* WRITTEN TASK *
Answer these questions using the LegalizeTypes patch page below.
1. Who authored the change, and on what date?
2. For remainder, what condition must hold before the high and low halves can be added together?
3. For division, what is the remainder subtracted from?

* PASSAGE PROVIDED *
※

Page MenuHomePhabricator

[LegalizeTypes] Improve splitting for urem/udiv by constant for some constants.
ClosedPublic

Authored by craig.topper on Jul 31 2022, 4:36 PM.

Details

Summary

For remainder:
If (1 << (Bitwidth / 2)) % Divisor == 1, we can add the high and low halves
together and use a (Bitwidth / 2) urem. If (BitWidth /2) is a legal integer
type, this urem will be expand by DAGCombiner using multiply by magic
constant. We do have to take into account that adding high and low
together can produce a carry, making it a (BitWidth / 2)+1 bit number.
So we need to also add back in the carry from the first addition.

For division:
We can use the above trick to compute the remainder, subtract that
remainder from the dividend, then multiply by the multiplicative
inverse of the Divisor modulo (1 << BitWidth).

※

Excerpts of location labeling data

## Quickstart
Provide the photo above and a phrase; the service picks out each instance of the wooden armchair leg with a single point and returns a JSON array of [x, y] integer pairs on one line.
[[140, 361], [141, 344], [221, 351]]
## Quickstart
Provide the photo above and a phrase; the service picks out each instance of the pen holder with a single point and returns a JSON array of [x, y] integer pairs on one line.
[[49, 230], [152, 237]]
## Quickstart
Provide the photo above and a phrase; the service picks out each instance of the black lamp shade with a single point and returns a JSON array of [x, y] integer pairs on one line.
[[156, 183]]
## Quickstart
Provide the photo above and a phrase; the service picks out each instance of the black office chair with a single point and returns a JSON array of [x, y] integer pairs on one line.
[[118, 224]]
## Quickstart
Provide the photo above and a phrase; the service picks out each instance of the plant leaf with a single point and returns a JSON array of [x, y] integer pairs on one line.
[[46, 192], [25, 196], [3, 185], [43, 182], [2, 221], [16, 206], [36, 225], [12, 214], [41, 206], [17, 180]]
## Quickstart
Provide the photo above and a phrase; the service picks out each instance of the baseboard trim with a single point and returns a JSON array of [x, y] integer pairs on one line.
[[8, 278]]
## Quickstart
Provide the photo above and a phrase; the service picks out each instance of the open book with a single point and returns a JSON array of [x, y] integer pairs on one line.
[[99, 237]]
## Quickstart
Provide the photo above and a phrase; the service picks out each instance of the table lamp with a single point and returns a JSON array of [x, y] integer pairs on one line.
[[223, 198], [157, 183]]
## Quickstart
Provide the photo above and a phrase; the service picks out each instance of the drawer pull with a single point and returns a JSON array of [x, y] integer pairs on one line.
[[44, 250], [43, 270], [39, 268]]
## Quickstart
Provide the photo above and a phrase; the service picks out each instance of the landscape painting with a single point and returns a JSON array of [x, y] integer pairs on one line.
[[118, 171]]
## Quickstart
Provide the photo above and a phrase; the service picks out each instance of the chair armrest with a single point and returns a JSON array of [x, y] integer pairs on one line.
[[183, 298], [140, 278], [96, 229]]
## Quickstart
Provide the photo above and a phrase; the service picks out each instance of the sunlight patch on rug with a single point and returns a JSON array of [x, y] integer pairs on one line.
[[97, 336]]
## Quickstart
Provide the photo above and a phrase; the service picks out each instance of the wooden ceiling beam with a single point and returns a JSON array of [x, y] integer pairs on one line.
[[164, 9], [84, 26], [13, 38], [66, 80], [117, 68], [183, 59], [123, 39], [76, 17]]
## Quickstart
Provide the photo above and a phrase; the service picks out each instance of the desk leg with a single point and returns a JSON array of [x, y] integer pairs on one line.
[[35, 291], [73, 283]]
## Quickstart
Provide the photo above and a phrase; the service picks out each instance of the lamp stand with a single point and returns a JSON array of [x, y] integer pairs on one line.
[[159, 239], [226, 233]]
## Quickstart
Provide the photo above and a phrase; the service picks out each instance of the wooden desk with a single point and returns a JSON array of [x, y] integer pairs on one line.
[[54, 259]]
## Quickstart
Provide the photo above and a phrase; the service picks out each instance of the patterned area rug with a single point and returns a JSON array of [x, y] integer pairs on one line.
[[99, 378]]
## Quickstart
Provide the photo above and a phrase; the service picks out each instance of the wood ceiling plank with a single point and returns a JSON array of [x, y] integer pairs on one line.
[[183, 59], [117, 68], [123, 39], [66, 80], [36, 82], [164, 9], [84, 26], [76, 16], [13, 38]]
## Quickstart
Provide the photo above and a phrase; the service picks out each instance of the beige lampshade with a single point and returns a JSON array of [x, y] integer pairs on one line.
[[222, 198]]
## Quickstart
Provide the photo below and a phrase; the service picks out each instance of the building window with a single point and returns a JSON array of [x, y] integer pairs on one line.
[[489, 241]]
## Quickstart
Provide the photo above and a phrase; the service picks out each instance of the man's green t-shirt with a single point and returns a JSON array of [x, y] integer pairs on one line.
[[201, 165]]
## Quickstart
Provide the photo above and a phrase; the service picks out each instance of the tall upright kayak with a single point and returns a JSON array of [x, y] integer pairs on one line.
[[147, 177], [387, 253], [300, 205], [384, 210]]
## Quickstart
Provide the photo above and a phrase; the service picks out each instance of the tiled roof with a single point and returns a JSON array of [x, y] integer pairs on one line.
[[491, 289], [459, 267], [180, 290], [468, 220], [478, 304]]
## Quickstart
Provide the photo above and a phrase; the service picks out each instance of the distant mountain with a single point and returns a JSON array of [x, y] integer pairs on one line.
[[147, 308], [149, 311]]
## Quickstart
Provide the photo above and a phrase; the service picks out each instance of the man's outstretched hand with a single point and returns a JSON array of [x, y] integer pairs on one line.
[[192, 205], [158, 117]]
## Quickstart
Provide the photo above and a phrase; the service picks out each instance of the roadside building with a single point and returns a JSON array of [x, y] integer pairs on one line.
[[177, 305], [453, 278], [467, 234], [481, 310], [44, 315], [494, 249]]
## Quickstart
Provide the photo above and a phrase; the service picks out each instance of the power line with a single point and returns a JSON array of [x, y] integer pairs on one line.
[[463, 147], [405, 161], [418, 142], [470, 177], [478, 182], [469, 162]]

※

* RESULT FOR THIS TASK *
1. craig.topper, on Jul 31 2022.
2. (1 << (Bitwidth / 2)) % Divisor == 1
3. The dividend.